"""

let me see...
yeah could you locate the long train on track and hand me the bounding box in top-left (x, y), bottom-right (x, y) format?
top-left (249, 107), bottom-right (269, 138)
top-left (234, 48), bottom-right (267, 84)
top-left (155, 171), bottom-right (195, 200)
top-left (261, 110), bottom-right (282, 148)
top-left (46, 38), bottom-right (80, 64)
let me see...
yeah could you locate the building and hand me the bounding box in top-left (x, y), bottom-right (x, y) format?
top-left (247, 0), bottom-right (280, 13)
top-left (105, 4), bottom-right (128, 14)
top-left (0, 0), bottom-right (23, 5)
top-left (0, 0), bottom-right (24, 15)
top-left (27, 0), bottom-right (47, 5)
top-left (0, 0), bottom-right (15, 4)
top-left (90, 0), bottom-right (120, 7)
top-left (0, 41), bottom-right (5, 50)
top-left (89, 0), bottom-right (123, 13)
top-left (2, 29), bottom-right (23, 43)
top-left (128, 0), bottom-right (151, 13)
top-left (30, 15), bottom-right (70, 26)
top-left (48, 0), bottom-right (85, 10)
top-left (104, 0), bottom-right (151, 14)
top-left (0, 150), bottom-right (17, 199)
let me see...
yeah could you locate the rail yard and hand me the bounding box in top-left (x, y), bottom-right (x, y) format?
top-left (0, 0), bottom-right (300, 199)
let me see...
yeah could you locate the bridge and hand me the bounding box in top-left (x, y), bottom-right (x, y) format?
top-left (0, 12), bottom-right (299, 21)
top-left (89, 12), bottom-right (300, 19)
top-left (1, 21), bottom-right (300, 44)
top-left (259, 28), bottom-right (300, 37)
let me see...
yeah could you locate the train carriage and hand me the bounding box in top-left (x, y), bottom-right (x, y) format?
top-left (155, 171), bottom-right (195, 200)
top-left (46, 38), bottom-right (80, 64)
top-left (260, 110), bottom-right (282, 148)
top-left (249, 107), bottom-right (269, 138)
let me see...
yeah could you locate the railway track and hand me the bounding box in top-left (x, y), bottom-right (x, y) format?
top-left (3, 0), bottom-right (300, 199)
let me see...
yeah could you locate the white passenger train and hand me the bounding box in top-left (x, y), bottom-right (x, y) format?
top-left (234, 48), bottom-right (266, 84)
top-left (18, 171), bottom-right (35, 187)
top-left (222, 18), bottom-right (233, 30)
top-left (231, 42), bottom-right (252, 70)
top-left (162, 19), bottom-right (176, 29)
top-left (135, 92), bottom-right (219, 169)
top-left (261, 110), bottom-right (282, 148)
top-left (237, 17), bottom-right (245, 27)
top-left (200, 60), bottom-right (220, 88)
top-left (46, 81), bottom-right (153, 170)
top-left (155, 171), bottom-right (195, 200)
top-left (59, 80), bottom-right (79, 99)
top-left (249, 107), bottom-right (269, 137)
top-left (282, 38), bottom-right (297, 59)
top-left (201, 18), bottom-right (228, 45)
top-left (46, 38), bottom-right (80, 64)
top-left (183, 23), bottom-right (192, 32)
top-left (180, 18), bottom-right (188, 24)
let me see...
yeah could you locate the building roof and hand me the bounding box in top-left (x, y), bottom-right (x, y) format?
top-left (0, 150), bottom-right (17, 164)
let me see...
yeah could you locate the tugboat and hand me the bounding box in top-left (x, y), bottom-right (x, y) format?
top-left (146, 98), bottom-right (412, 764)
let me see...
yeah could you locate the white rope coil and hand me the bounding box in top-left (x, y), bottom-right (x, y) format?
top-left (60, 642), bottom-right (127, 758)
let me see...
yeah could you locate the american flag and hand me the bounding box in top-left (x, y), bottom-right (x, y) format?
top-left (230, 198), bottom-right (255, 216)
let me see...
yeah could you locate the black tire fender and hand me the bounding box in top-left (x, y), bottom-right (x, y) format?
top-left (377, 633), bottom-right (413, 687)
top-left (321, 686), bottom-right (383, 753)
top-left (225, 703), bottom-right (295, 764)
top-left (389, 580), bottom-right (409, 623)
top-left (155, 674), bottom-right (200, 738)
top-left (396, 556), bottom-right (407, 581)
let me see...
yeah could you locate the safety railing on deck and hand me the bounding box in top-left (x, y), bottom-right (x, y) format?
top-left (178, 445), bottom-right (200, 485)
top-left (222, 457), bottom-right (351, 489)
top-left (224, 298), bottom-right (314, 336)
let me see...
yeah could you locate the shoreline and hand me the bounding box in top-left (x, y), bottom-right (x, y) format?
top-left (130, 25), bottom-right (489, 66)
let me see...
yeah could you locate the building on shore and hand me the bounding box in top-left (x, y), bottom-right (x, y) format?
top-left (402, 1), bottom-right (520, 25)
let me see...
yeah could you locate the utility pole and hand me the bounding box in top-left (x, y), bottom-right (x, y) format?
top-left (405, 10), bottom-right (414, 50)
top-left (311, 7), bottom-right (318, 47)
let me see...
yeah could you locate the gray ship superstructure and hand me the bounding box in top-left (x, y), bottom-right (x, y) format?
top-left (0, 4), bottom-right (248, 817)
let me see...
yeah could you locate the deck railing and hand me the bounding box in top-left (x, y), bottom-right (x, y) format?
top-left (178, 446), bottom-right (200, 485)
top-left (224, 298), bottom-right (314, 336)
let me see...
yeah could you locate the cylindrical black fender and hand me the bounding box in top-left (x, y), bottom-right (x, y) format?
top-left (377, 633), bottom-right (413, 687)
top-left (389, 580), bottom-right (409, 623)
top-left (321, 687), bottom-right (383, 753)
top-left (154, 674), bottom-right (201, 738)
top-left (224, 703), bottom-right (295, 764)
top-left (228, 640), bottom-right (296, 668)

"""

- **PROBLEM TO WORK ON**:
Write out the whole listing exactly.

- **EXERCISE SOLUTION**:
let me see...
yeah could you locate the long train on track and hand me the bounding box in top-left (x, y), bottom-right (x, y) format?
top-left (249, 107), bottom-right (269, 138)
top-left (234, 48), bottom-right (267, 84)
top-left (155, 171), bottom-right (195, 200)
top-left (261, 110), bottom-right (282, 148)
top-left (46, 38), bottom-right (80, 64)
let me see...
yeah could you locate the building and hand me the bounding box in top-left (x, y), bottom-right (x, y) format?
top-left (247, 0), bottom-right (280, 13)
top-left (105, 4), bottom-right (128, 14)
top-left (0, 0), bottom-right (23, 5)
top-left (0, 0), bottom-right (24, 15)
top-left (27, 0), bottom-right (47, 5)
top-left (0, 0), bottom-right (15, 4)
top-left (90, 0), bottom-right (120, 7)
top-left (0, 41), bottom-right (5, 50)
top-left (89, 0), bottom-right (123, 13)
top-left (2, 29), bottom-right (23, 43)
top-left (128, 0), bottom-right (151, 13)
top-left (30, 15), bottom-right (70, 26)
top-left (48, 0), bottom-right (85, 10)
top-left (104, 0), bottom-right (151, 14)
top-left (0, 150), bottom-right (17, 199)
let me see...
yeah could you locate the rail yard and hand me the bounding box in top-left (x, y), bottom-right (x, y) format?
top-left (0, 0), bottom-right (300, 199)
let me see...
yeah could you locate the bridge and hand me the bounding box in top-left (x, y), bottom-right (x, y) format?
top-left (0, 12), bottom-right (299, 21)
top-left (89, 12), bottom-right (300, 19)
top-left (1, 21), bottom-right (300, 44)
top-left (259, 28), bottom-right (300, 37)
let me see...
yeah could you locate the train carriage and hand me the bounding box in top-left (x, y), bottom-right (x, y) format?
top-left (155, 171), bottom-right (195, 200)
top-left (46, 38), bottom-right (80, 64)
top-left (260, 110), bottom-right (282, 148)
top-left (249, 107), bottom-right (269, 138)
let me see...
yeah could you locate the railway track and hand me the bounding box in top-left (x, y), bottom-right (x, y) format?
top-left (3, 0), bottom-right (300, 199)
let me see...
yeah could you locate the white passenger train and hand me the bounding box in top-left (x, y), bottom-right (x, y) format?
top-left (234, 48), bottom-right (266, 84)
top-left (18, 171), bottom-right (35, 187)
top-left (222, 18), bottom-right (233, 30)
top-left (231, 42), bottom-right (252, 70)
top-left (162, 19), bottom-right (176, 29)
top-left (135, 92), bottom-right (219, 169)
top-left (261, 110), bottom-right (282, 148)
top-left (237, 17), bottom-right (245, 27)
top-left (200, 60), bottom-right (220, 88)
top-left (46, 81), bottom-right (153, 170)
top-left (155, 171), bottom-right (195, 200)
top-left (59, 80), bottom-right (79, 99)
top-left (249, 107), bottom-right (269, 137)
top-left (282, 38), bottom-right (297, 59)
top-left (201, 18), bottom-right (228, 45)
top-left (46, 38), bottom-right (80, 64)
top-left (183, 23), bottom-right (192, 32)
top-left (180, 18), bottom-right (188, 24)
let me see...
yeah could you locate the building roof and hand me the bounding box in top-left (x, y), bottom-right (x, y) format?
top-left (0, 150), bottom-right (17, 164)
let me see...
yeah could you locate the tugboat and hand me the bounding box in top-left (x, y), bottom-right (x, y) format?
top-left (146, 98), bottom-right (412, 764)
let me see...
yeah could you locate the white rope coil and hand me the bounding box in top-left (x, y), bottom-right (x, y) format?
top-left (60, 642), bottom-right (127, 758)
let me see...
yeah could you locate the american flag and hand me the bounding box in top-left (x, y), bottom-right (x, y) format?
top-left (230, 198), bottom-right (255, 216)
let me see...
yeah could you locate the black tire fender and hand me the bounding box in top-left (x, y), bottom-right (x, y) format?
top-left (377, 633), bottom-right (413, 687)
top-left (321, 686), bottom-right (383, 753)
top-left (225, 703), bottom-right (295, 764)
top-left (389, 580), bottom-right (409, 623)
top-left (155, 674), bottom-right (200, 738)
top-left (396, 556), bottom-right (407, 581)
let me see...
yeah could you locate the safety railing on deck and hand me the bounding box in top-left (x, y), bottom-right (x, y) format?
top-left (178, 445), bottom-right (200, 485)
top-left (222, 457), bottom-right (351, 489)
top-left (224, 298), bottom-right (314, 336)
let me see...
yeah could you locate the shoreline and hand me the bounding box in top-left (x, y), bottom-right (x, y) format?
top-left (130, 25), bottom-right (489, 66)
let me see...
yeah could you locate the building on shore and hand me the bounding box in top-left (x, y), bottom-right (x, y) format?
top-left (402, 1), bottom-right (520, 25)
let me see...
yeah could you locate the utility pole and hand me the bounding box in top-left (x, y), bottom-right (x, y) format?
top-left (405, 10), bottom-right (414, 50)
top-left (311, 7), bottom-right (318, 47)
let me see...
yeah could you locate the gray ship superstructure and hand me the bounding box in top-left (x, y), bottom-right (x, y) format?
top-left (0, 4), bottom-right (248, 817)
let me see...
yeah could you locate the deck railing and hand me the bounding box in top-left (x, y), bottom-right (x, y) format?
top-left (178, 446), bottom-right (200, 485)
top-left (224, 298), bottom-right (314, 336)
let me see...
yeah could you locate the cylindrical black fender and hand me the bounding box in top-left (x, y), bottom-right (x, y) format?
top-left (377, 633), bottom-right (413, 687)
top-left (389, 580), bottom-right (409, 623)
top-left (321, 687), bottom-right (383, 753)
top-left (154, 674), bottom-right (201, 738)
top-left (224, 703), bottom-right (295, 764)
top-left (228, 640), bottom-right (296, 668)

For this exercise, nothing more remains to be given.